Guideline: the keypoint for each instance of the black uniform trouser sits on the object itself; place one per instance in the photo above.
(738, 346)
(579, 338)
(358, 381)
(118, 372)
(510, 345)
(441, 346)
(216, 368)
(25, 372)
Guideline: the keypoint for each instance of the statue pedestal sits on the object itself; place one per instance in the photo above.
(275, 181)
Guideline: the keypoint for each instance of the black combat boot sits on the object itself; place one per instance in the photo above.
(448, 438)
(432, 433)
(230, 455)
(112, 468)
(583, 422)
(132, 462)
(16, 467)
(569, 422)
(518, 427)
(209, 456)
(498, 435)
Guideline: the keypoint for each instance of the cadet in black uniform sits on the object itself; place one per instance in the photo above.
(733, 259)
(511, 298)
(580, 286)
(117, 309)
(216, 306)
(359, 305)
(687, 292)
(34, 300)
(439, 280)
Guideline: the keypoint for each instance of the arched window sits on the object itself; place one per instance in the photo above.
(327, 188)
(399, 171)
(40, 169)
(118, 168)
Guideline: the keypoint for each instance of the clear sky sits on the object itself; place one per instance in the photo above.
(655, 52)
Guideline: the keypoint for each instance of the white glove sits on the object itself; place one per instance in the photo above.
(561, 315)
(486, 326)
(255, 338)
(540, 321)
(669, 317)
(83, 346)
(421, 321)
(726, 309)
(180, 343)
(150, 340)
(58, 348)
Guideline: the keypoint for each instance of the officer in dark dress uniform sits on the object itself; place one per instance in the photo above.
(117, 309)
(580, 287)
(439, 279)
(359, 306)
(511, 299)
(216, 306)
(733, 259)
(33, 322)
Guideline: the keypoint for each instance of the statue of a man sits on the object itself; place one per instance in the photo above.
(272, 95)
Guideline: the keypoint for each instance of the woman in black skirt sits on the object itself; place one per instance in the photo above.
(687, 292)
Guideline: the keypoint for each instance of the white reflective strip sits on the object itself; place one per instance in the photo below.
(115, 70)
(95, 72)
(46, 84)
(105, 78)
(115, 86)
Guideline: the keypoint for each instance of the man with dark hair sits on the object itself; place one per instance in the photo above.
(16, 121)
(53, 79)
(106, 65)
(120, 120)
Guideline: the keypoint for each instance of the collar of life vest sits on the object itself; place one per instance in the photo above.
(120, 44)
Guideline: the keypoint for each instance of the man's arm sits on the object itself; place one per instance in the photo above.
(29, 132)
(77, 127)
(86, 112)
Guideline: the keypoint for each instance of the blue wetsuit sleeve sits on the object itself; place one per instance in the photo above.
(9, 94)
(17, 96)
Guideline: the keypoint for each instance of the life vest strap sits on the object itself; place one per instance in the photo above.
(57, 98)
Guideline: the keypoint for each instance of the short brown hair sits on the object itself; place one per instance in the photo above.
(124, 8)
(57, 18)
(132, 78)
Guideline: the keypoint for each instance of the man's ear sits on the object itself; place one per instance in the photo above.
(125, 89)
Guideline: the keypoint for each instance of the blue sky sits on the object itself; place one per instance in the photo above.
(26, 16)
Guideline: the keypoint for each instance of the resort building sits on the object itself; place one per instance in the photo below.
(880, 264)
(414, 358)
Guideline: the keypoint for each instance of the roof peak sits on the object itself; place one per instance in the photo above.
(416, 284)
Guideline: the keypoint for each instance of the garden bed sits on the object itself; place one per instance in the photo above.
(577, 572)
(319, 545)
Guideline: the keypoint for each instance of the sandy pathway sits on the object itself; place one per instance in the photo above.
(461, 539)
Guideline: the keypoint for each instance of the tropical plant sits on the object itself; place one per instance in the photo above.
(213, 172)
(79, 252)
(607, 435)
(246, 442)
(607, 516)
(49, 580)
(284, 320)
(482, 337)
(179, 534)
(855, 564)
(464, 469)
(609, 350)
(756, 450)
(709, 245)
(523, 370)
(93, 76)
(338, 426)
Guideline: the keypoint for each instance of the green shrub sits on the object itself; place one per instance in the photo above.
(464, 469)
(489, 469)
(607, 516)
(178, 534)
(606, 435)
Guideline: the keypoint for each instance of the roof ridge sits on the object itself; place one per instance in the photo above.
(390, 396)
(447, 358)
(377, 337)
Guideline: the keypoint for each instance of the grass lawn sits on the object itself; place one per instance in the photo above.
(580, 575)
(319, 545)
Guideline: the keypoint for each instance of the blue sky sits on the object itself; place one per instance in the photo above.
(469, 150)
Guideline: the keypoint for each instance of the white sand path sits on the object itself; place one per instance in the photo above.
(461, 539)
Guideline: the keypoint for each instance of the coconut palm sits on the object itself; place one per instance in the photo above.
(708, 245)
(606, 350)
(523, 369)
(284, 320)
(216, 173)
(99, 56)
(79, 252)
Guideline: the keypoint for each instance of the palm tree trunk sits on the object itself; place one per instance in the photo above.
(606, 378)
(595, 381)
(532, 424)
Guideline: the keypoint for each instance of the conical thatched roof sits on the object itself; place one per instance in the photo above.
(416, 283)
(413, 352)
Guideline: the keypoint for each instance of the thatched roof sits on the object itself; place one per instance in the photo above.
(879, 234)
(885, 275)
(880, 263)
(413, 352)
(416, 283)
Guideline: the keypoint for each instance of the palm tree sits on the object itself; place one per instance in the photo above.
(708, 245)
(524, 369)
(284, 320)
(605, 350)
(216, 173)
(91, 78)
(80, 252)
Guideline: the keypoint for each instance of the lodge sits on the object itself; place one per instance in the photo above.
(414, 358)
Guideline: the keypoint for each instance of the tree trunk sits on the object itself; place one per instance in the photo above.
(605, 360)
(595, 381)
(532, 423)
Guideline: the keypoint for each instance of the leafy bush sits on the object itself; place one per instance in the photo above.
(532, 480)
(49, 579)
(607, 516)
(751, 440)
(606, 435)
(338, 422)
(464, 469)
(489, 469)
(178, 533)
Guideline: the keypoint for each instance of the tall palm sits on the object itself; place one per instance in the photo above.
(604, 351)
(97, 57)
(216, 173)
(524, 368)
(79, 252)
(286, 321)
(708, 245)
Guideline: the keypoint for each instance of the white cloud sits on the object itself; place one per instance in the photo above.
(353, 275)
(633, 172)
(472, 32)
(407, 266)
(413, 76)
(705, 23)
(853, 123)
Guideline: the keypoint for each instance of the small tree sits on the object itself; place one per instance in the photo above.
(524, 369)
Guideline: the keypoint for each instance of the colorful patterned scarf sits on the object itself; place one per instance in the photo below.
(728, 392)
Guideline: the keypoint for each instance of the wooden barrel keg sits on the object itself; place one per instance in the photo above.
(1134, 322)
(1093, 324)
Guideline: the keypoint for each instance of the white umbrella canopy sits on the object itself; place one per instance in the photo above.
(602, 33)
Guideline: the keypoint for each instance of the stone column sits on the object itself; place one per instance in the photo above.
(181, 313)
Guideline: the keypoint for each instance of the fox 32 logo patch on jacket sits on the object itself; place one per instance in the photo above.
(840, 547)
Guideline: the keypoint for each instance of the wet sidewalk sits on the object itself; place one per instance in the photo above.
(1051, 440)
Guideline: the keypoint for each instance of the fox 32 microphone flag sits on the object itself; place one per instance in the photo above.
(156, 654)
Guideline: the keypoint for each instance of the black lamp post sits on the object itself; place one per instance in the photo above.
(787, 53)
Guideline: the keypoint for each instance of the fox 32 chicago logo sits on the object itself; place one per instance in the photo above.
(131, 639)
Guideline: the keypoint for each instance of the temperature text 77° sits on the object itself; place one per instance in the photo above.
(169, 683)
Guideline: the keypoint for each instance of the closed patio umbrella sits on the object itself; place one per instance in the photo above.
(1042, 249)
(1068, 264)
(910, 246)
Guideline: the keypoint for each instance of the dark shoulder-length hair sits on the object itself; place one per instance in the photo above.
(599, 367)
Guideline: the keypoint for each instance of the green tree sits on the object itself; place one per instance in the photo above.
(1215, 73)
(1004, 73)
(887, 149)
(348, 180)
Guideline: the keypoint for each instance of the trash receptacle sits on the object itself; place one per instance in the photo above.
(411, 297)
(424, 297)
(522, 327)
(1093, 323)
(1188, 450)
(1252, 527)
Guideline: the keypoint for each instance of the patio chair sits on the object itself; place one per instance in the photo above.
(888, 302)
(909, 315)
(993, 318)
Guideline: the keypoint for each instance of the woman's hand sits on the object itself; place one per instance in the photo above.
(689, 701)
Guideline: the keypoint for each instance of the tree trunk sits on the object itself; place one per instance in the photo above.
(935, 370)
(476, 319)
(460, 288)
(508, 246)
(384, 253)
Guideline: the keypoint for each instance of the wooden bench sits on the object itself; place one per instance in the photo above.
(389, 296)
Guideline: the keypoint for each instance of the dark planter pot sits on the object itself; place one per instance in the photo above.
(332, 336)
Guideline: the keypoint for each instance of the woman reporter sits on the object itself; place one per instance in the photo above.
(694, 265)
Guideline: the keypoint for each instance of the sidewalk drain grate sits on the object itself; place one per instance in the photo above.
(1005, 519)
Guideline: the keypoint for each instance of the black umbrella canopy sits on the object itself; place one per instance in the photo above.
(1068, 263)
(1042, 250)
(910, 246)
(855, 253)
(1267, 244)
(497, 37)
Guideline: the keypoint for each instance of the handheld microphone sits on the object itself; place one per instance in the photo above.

- - -

§ AIM: Revise the lines from the one containing "Guideline: the keypoint for each instance of the woman reporter" down to the end of the lines, replacing "instance" with "occurrence" and leaving everything else unchanged.

§ RESPONSE:
Guideline: the keypoint for each occurrence of the woman reporter sits on the object itself; place one per occurrence in the photo above.
(694, 265)
Guideline: the keypoint for each occurrence of the sidewalk drain grate sits on the object itself; place one per occurrence in the photo above.
(1005, 519)
Guideline: the keypoint for each occurrence of the black umbrella canopy sits on the object itself; place one per occurrence in the photo above.
(1068, 263)
(1042, 250)
(910, 246)
(855, 253)
(1267, 244)
(497, 37)
Guideline: the keypoint for each occurrence of the handheld microphone sits on the object itself; place one per occurrence in the photo above.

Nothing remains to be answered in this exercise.